- [Materials provided]:
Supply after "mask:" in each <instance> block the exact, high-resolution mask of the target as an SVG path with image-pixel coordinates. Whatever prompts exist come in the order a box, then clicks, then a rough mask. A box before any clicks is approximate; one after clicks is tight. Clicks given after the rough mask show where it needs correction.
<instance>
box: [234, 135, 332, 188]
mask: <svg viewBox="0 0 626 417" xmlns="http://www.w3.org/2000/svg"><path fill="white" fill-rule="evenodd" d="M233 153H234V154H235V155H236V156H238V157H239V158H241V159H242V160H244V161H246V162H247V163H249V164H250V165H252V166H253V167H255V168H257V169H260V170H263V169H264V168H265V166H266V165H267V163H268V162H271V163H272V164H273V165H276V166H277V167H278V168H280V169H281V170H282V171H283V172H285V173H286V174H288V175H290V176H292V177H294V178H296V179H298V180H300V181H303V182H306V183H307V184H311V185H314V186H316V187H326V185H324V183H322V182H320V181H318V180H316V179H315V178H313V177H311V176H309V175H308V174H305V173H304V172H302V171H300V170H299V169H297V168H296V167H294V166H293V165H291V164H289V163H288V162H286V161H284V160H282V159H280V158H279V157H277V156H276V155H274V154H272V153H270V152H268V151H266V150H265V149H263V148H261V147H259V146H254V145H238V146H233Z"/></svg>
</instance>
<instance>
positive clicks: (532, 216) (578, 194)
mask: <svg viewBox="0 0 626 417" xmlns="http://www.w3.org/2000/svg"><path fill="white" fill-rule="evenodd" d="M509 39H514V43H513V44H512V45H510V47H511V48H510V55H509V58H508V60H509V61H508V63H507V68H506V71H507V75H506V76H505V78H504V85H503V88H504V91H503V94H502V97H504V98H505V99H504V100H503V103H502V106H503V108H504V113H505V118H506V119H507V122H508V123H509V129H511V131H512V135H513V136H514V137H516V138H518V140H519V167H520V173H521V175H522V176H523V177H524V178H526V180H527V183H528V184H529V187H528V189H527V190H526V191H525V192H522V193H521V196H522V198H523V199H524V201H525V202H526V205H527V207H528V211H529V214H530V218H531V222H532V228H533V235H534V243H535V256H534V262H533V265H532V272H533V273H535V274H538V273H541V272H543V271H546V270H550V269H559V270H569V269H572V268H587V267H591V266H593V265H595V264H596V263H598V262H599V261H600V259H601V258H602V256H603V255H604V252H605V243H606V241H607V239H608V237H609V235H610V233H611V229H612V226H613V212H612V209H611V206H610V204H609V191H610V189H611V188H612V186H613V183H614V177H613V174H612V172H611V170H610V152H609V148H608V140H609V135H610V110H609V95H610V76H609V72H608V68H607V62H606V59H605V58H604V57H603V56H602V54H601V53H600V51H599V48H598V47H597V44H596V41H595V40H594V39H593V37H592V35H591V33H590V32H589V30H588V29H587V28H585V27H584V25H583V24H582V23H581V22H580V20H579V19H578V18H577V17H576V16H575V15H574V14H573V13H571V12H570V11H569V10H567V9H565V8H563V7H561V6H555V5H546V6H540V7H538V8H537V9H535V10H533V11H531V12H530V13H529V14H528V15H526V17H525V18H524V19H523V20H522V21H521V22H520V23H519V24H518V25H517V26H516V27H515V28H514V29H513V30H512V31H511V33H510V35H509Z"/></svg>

- [Work instruction]:
Reproduce the material above in full, substituting "sample" for every occurrence of "instance" and leaving everything else as it is.

- [Worked solution]:
Supply after "mask:" in each <sample> block the exact, high-resolution mask of the target as an SVG path with image-pixel coordinates. Whatever prompts exist come in the order a box, then clicks, then a rough mask. A box before any clicks is approximate; one after clicks is tight. Clicks given after the rough mask show where it needs correction.
<sample>
box: [234, 135, 332, 188]
mask: <svg viewBox="0 0 626 417" xmlns="http://www.w3.org/2000/svg"><path fill="white" fill-rule="evenodd" d="M233 153H234V154H235V155H236V156H238V157H239V158H241V159H242V160H244V161H246V162H247V163H249V164H250V165H252V166H253V167H255V168H257V169H260V170H263V169H264V168H265V166H266V165H267V163H268V162H271V163H272V164H273V165H276V166H277V167H278V168H280V169H281V170H282V171H283V172H285V173H286V174H288V175H290V176H292V177H294V178H296V179H298V180H300V181H303V182H306V183H307V184H311V185H314V186H316V187H326V185H324V183H322V182H320V181H318V180H316V179H315V178H313V177H311V176H309V175H308V174H305V173H304V172H302V171H300V170H299V169H297V168H296V167H294V166H293V165H291V164H289V163H288V162H286V161H284V160H282V159H280V158H279V157H277V156H276V155H274V154H272V153H270V152H268V151H266V150H265V149H263V148H261V147H259V146H254V145H238V146H233Z"/></svg>
</sample>
<sample>
positive clicks: (532, 216) (578, 194)
mask: <svg viewBox="0 0 626 417" xmlns="http://www.w3.org/2000/svg"><path fill="white" fill-rule="evenodd" d="M509 39H514V43H513V44H512V45H510V47H511V48H510V55H509V58H508V60H509V61H508V63H507V68H506V71H507V75H506V76H505V78H504V85H503V88H504V91H503V94H502V97H504V98H505V99H504V100H503V103H502V106H503V108H504V113H505V118H506V119H507V122H508V123H509V129H511V131H512V135H513V136H514V137H516V138H518V140H519V167H520V173H521V175H522V176H523V177H524V178H526V180H527V183H528V184H529V187H528V189H527V190H526V191H525V192H522V193H521V196H522V198H523V199H524V201H525V202H526V205H527V207H528V211H529V214H530V218H531V222H532V228H533V235H534V243H535V256H534V262H533V265H532V272H533V273H535V274H538V273H541V272H543V271H546V270H550V269H559V270H569V269H572V268H587V267H591V266H593V265H595V264H596V263H598V262H599V261H600V259H601V258H602V256H603V255H604V252H605V243H606V241H607V239H608V237H609V235H610V233H611V229H612V226H613V212H612V209H611V206H610V204H609V191H610V189H611V188H612V186H613V183H614V177H613V174H612V172H611V170H610V152H609V148H608V140H609V135H610V110H609V95H610V76H609V72H608V68H607V62H606V59H605V58H604V57H603V56H602V54H601V53H600V51H599V48H598V47H597V44H596V41H595V40H594V39H593V37H592V35H591V33H590V32H589V30H588V29H587V28H585V27H584V25H583V24H582V23H581V22H580V20H579V19H578V18H577V17H576V16H575V15H574V14H573V13H571V12H570V11H569V10H567V9H565V8H563V7H561V6H555V5H546V6H540V7H538V8H537V9H535V10H533V11H531V12H530V13H529V14H528V15H526V17H525V18H524V19H523V20H522V21H521V22H520V23H519V24H518V25H517V26H516V27H515V28H514V29H513V30H512V31H511V33H510V35H509Z"/></svg>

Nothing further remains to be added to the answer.